» What is being asked: Only one stretch of the data below is wanted: the lines starting at the one with "Objective: for every instance of the metal grate, indicate" and ending at the one with "Objective: for every instance of the black leather", both included, given again exactly.

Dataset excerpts
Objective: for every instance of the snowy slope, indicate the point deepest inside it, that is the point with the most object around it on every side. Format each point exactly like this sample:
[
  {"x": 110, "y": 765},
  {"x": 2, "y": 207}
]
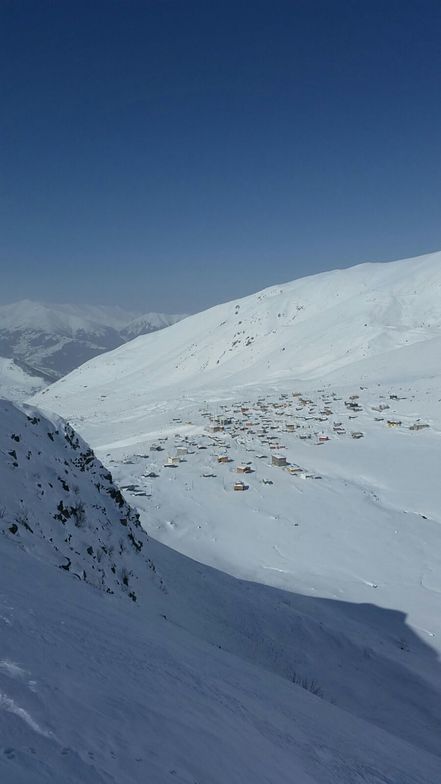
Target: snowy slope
[
  {"x": 16, "y": 383},
  {"x": 149, "y": 322},
  {"x": 54, "y": 339},
  {"x": 367, "y": 323},
  {"x": 94, "y": 691},
  {"x": 204, "y": 678},
  {"x": 351, "y": 544}
]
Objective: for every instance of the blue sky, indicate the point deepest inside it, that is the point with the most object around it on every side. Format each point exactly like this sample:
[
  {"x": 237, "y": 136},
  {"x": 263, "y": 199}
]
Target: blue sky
[{"x": 173, "y": 154}]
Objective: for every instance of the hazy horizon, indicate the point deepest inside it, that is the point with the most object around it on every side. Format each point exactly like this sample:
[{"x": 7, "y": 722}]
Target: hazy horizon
[{"x": 168, "y": 157}]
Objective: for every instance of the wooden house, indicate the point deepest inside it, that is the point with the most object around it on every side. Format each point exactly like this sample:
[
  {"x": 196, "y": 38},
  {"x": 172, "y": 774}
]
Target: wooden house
[{"x": 279, "y": 461}]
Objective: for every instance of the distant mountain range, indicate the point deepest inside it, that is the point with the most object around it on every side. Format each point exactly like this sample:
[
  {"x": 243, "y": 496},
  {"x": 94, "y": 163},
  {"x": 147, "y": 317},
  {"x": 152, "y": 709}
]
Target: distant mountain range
[
  {"x": 51, "y": 340},
  {"x": 372, "y": 322}
]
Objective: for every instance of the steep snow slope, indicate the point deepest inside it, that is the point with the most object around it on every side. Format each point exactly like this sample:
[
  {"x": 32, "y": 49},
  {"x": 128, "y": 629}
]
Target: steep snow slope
[
  {"x": 204, "y": 677},
  {"x": 365, "y": 323},
  {"x": 358, "y": 527},
  {"x": 54, "y": 339},
  {"x": 15, "y": 382}
]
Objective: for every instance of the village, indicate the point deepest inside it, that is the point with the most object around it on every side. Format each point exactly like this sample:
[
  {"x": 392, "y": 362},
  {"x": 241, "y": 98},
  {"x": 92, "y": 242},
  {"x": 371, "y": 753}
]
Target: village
[{"x": 254, "y": 441}]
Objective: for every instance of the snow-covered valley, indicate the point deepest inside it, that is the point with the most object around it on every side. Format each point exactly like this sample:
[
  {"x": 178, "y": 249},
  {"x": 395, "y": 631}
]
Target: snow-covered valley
[
  {"x": 283, "y": 455},
  {"x": 49, "y": 341}
]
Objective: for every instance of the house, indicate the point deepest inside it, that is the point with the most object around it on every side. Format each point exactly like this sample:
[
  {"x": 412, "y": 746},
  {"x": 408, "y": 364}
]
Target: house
[
  {"x": 279, "y": 460},
  {"x": 294, "y": 470},
  {"x": 215, "y": 427}
]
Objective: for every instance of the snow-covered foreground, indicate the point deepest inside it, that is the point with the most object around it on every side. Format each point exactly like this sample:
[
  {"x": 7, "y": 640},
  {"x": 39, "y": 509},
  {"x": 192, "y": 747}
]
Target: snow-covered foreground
[
  {"x": 323, "y": 572},
  {"x": 204, "y": 678},
  {"x": 93, "y": 689},
  {"x": 370, "y": 323}
]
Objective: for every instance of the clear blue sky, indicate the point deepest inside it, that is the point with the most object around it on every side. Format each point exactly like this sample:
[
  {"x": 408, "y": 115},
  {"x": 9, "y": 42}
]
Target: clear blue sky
[{"x": 173, "y": 154}]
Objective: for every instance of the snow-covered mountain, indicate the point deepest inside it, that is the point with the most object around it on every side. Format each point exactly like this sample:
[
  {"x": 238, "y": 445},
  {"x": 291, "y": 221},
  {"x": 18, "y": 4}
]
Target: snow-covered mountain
[
  {"x": 17, "y": 383},
  {"x": 370, "y": 322},
  {"x": 339, "y": 374},
  {"x": 149, "y": 322},
  {"x": 203, "y": 677},
  {"x": 60, "y": 504},
  {"x": 52, "y": 340}
]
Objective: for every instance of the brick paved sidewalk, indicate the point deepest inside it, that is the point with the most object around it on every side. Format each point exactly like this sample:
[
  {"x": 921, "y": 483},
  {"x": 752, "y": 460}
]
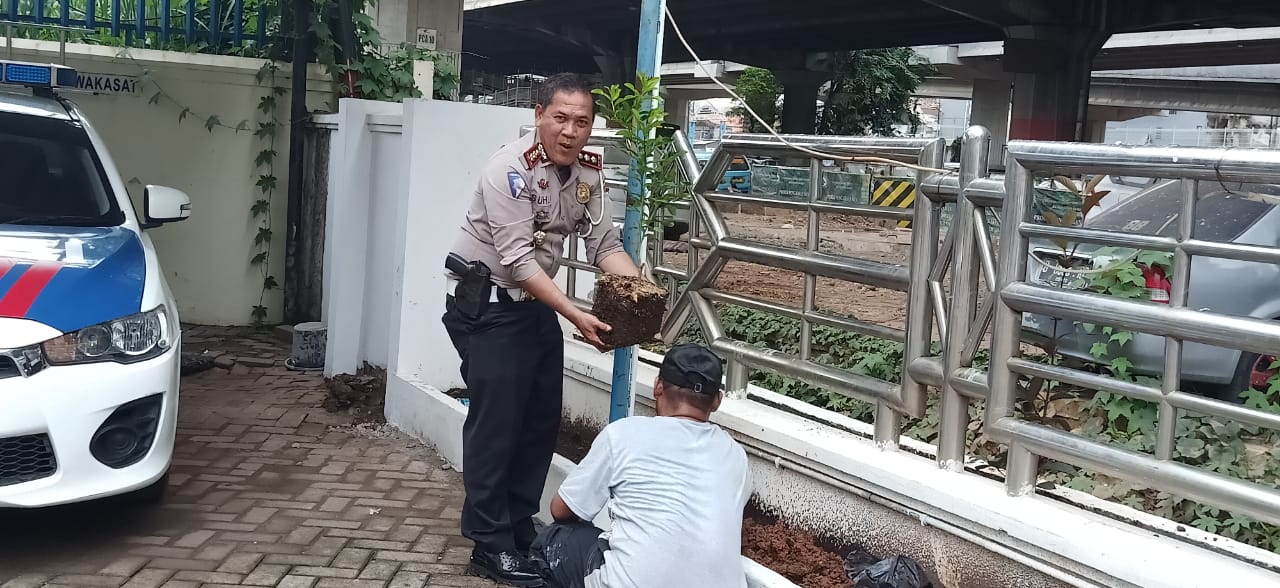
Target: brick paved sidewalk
[{"x": 268, "y": 489}]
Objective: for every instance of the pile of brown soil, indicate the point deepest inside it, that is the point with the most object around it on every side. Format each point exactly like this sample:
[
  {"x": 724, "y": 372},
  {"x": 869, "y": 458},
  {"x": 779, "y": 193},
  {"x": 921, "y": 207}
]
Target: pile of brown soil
[
  {"x": 575, "y": 438},
  {"x": 631, "y": 306},
  {"x": 792, "y": 554},
  {"x": 362, "y": 395}
]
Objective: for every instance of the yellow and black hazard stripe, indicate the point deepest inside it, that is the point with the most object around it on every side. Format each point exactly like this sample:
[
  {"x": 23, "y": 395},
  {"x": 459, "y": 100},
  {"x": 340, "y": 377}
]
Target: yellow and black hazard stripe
[{"x": 895, "y": 192}]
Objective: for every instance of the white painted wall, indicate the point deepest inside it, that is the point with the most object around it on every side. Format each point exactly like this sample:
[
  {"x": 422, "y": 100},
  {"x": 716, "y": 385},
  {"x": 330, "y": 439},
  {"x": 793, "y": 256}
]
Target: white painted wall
[
  {"x": 401, "y": 179},
  {"x": 831, "y": 479},
  {"x": 206, "y": 258}
]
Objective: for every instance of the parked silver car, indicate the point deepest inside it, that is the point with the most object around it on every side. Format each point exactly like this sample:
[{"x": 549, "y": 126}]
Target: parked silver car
[{"x": 1225, "y": 213}]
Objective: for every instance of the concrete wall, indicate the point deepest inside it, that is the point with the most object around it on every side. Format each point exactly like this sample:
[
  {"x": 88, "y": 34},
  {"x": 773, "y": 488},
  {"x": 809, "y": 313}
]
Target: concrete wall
[
  {"x": 401, "y": 179},
  {"x": 398, "y": 21},
  {"x": 827, "y": 478},
  {"x": 206, "y": 258}
]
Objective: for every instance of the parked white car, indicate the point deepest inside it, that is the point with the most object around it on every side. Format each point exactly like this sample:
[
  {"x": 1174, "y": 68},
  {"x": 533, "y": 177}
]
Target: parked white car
[{"x": 88, "y": 329}]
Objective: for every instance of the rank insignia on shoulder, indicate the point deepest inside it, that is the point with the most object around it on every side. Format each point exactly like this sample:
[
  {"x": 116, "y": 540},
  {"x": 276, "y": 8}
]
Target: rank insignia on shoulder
[
  {"x": 534, "y": 155},
  {"x": 589, "y": 159}
]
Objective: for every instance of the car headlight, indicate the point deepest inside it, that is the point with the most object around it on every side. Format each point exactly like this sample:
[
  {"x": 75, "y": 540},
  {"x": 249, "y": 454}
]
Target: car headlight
[{"x": 136, "y": 337}]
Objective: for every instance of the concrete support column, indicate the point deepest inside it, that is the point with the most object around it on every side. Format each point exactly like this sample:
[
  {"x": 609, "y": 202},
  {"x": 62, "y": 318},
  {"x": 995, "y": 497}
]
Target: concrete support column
[
  {"x": 990, "y": 108},
  {"x": 1051, "y": 81},
  {"x": 398, "y": 22},
  {"x": 800, "y": 100}
]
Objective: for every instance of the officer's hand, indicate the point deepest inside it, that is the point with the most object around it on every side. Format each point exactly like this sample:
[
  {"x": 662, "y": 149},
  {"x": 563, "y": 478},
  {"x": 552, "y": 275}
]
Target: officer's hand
[{"x": 592, "y": 327}]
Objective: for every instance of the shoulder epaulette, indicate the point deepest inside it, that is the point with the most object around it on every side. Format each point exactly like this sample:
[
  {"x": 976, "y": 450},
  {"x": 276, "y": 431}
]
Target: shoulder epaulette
[{"x": 589, "y": 159}]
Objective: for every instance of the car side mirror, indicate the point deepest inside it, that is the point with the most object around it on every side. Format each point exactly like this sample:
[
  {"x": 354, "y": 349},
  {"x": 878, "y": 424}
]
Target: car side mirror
[{"x": 161, "y": 204}]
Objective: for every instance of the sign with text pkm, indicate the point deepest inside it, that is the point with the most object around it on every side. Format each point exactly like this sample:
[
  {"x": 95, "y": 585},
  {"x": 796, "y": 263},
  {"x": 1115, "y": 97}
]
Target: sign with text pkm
[
  {"x": 426, "y": 39},
  {"x": 109, "y": 83}
]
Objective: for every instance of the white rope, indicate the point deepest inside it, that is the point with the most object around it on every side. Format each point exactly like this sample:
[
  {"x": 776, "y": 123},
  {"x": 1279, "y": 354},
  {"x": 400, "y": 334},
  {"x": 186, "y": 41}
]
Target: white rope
[{"x": 769, "y": 127}]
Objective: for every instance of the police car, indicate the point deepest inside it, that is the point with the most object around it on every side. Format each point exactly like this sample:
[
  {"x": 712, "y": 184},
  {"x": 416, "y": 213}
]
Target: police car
[{"x": 88, "y": 329}]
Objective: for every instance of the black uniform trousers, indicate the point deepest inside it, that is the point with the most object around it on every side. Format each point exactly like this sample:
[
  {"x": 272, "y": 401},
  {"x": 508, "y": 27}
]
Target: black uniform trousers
[{"x": 513, "y": 368}]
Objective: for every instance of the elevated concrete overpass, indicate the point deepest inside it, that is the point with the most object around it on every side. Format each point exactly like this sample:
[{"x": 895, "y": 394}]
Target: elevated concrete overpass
[{"x": 1046, "y": 46}]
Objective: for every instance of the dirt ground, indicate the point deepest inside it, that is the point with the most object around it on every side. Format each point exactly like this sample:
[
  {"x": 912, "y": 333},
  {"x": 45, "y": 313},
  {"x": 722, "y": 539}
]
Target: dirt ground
[{"x": 850, "y": 236}]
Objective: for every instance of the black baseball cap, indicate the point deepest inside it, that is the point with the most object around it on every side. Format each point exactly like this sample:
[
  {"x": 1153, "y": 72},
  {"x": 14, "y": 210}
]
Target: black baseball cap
[{"x": 691, "y": 367}]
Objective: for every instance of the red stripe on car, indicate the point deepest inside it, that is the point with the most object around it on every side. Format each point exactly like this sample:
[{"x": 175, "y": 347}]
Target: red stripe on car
[{"x": 27, "y": 288}]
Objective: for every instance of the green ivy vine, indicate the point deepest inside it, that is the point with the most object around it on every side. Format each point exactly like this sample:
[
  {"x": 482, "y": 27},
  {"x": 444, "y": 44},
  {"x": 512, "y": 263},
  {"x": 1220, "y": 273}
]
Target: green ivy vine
[{"x": 382, "y": 72}]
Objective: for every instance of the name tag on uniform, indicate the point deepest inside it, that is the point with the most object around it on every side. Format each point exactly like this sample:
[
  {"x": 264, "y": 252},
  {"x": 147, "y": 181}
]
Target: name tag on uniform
[{"x": 517, "y": 186}]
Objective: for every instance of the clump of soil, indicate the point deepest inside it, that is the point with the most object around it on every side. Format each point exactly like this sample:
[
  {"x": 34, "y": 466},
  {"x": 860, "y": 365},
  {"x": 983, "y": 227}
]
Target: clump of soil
[
  {"x": 362, "y": 395},
  {"x": 632, "y": 306},
  {"x": 792, "y": 554},
  {"x": 575, "y": 438}
]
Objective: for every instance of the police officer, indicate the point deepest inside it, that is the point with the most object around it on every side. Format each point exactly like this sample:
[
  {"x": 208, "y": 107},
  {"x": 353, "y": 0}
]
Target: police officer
[{"x": 501, "y": 313}]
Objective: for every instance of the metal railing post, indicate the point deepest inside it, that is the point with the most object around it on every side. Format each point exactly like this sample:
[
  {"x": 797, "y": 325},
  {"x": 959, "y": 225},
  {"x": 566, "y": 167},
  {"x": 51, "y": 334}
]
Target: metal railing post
[
  {"x": 919, "y": 310},
  {"x": 954, "y": 413},
  {"x": 1006, "y": 329}
]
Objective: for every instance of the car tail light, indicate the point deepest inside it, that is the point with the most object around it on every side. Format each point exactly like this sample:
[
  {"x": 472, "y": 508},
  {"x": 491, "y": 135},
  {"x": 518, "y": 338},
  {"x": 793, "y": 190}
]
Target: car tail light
[{"x": 1157, "y": 285}]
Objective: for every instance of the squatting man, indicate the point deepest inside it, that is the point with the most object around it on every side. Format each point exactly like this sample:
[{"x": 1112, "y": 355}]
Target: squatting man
[{"x": 501, "y": 314}]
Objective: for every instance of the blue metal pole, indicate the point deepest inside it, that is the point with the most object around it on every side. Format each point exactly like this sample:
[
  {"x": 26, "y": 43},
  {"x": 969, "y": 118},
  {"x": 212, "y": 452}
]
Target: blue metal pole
[{"x": 648, "y": 62}]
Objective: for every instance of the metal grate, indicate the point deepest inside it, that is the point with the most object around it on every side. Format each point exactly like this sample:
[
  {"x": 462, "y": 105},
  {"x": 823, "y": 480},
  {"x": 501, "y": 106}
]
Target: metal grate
[
  {"x": 24, "y": 459},
  {"x": 8, "y": 369}
]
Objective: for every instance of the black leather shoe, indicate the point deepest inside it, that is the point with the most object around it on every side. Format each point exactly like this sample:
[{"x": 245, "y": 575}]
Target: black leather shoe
[{"x": 506, "y": 568}]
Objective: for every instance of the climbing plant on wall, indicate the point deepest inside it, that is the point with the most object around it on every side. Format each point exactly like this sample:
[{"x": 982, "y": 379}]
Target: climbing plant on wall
[{"x": 375, "y": 71}]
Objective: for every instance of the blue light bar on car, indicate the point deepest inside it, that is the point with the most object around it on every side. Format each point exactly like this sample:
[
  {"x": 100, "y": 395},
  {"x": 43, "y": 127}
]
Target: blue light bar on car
[{"x": 37, "y": 74}]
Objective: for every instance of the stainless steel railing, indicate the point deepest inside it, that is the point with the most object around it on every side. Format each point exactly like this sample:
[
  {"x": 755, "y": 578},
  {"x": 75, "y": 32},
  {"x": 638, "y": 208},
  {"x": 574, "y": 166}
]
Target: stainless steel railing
[
  {"x": 890, "y": 399},
  {"x": 1175, "y": 322},
  {"x": 967, "y": 260}
]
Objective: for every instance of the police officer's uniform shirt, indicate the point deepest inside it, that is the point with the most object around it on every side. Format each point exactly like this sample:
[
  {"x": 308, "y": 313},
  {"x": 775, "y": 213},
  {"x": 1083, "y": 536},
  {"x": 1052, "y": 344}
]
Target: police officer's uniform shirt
[
  {"x": 522, "y": 212},
  {"x": 675, "y": 489}
]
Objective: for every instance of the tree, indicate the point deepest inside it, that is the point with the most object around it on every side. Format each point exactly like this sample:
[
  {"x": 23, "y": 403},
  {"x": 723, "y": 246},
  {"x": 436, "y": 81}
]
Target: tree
[
  {"x": 759, "y": 90},
  {"x": 871, "y": 91}
]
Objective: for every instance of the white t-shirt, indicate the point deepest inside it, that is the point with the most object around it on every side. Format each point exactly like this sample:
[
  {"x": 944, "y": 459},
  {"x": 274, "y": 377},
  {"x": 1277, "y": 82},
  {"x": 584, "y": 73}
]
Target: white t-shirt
[{"x": 675, "y": 489}]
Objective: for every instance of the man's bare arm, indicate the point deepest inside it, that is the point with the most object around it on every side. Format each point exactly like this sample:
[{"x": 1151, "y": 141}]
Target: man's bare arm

» Answer to this task:
Objective: for every instance of the metal grate, indicate the point deepest inside it, that is the point with the most object around it on every side. Format each point exactly like this sample:
[
  {"x": 462, "y": 105},
  {"x": 823, "y": 480},
  {"x": 501, "y": 106}
]
Target: metal grate
[
  {"x": 24, "y": 459},
  {"x": 8, "y": 369}
]
Objective: for every instance of the black leather shoe, indicate the point deepest inside it, that is the point with the most object around it on every side. Format each point exactly like this sample:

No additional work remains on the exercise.